— start Listing —

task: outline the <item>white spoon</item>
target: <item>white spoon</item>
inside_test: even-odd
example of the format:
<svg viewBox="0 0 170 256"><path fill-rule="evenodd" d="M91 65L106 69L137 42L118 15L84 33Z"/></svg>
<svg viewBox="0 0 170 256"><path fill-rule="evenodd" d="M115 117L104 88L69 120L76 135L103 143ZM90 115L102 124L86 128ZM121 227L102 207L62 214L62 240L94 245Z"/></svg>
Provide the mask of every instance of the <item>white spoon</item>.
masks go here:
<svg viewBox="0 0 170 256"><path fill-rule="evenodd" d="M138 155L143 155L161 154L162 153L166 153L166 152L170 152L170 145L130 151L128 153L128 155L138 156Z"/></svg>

— end Listing —

Task statement ->
Reproduce the material above, swapping every occurrence of "white spoon" for "metal fork" and leaving everything else unchanged.

Task result ->
task: outline the <item>metal fork</item>
target: <item>metal fork</item>
inside_test: even-odd
example of the format:
<svg viewBox="0 0 170 256"><path fill-rule="evenodd" d="M91 65L106 69L137 42L118 15L84 33Z"/></svg>
<svg viewBox="0 0 170 256"><path fill-rule="evenodd" d="M115 117L104 88L69 120L76 135L103 143ZM90 115L102 124L86 128ZM121 227L102 207L62 214L62 240L94 245Z"/></svg>
Provide the mask of every instance of the <item>metal fork</item>.
masks go here:
<svg viewBox="0 0 170 256"><path fill-rule="evenodd" d="M138 155L143 155L161 154L162 153L166 153L166 152L170 152L170 145L130 151L128 153L128 155L138 156Z"/></svg>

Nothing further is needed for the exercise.